* **Document extract**
Iran: Europe has until July 8 to save nuclear deal
Iran wants European powers to save its economy by buying Iranian oil to counteract U.S. sanctions. It threatened to enrich uranium to a higher level than allowed by its 2015 nuclear deal if Europe does not step in.
Iran said Wednesday it would not give European powers more time beyond July 8 to save its nuclear deal by shielding it from U.S. sanctions.
The spokesman for Iran's Atomic Energy Organization said Tehran was ready to go through with a threat to enrich uranium to a higher level if Europe did not step in, a move that would breach the terms of a 2015 nuclear pact with world powers.
Any such breach would raise already heightened tensions between Iran and President Donald Trump, who has said he is ready to take military action to stop Tehran getting a nuclear bomb. Tehran said in May it would reduce compliance with the nuclear pact it agreed with world powers in 2015, in protest at the United States’ decision to unilaterally pull out of the agreement and reimpose sanctions last year.
Iran added that it would start enriching uranium at a higher level unless other European signatories to the deal protected its economy from the U.S. sanctions within 60 days.
"Iran's two-month deadline to remaining signatories of the JCPOA [nuclear deal] cannot be extended, and the second phase will be implemented exactly as planned," atomic agency spokesman Behrouz Kamalvandi was quoted as saying by Tasnim News Agency.

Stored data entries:

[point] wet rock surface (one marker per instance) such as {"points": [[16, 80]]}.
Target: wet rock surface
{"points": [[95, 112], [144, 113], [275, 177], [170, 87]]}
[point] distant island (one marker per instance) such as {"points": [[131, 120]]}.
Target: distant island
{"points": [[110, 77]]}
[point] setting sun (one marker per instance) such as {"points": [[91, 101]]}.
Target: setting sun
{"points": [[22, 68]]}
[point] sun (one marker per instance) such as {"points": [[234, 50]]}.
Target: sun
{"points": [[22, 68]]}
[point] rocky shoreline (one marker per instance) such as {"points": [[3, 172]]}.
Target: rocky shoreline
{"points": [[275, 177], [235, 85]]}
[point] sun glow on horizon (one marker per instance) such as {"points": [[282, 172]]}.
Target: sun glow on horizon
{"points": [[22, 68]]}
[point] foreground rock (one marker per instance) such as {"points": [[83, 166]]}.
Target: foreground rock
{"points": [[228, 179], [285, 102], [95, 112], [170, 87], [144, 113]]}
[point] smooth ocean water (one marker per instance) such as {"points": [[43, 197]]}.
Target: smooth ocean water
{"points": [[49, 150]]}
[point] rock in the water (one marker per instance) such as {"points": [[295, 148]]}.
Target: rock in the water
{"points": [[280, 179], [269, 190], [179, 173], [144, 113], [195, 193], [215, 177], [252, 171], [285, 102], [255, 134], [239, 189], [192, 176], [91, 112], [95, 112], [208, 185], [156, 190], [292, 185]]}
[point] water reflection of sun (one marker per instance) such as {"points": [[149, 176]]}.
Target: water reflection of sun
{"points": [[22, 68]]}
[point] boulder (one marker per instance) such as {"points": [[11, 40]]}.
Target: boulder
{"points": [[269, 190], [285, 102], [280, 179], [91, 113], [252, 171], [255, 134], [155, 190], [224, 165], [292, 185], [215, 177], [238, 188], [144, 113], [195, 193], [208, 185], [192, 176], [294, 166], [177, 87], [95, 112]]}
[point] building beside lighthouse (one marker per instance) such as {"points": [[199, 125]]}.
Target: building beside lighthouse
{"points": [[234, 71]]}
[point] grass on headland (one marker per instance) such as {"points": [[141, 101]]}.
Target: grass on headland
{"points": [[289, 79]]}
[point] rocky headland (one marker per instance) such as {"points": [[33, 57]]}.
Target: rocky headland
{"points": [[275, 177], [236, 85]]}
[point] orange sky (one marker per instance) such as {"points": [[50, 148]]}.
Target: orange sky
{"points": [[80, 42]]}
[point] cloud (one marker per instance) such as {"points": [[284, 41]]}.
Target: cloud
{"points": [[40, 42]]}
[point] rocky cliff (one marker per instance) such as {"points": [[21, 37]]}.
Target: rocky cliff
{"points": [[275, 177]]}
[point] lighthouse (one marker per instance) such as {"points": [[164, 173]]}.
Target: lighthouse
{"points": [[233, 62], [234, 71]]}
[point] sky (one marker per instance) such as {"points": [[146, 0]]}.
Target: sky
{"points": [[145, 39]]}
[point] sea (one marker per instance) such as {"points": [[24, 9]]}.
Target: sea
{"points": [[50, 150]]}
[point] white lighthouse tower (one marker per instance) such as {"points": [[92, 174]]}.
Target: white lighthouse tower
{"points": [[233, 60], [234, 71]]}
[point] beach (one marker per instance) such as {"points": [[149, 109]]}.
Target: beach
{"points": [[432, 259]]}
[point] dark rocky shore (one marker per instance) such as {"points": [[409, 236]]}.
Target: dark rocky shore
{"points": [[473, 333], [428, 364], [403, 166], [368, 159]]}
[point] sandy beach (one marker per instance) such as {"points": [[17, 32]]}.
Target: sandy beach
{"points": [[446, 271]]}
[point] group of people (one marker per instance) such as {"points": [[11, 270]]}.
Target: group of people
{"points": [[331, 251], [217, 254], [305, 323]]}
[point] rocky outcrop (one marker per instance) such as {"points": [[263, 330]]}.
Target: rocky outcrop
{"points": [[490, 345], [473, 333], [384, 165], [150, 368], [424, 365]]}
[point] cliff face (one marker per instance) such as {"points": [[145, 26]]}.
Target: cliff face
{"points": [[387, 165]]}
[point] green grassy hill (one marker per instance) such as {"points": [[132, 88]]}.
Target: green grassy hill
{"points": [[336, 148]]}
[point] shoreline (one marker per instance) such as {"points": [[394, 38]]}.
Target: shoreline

* **About this exercise**
Copy the passage of the Iran nuclear deal text starting with "Any such breach" and going on through "sanctions last year.". The records stand apart from the text and are not part of it.

* **Exercise output**
Any such breach would raise already heightened tensions between Iran and President Donald Trump, who has said he is ready to take military action to stop Tehran getting a nuclear bomb. Tehran said in May it would reduce compliance with the nuclear pact it agreed with world powers in 2015, in protest at the United States’ decision to unilaterally pull out of the agreement and reimpose sanctions last year.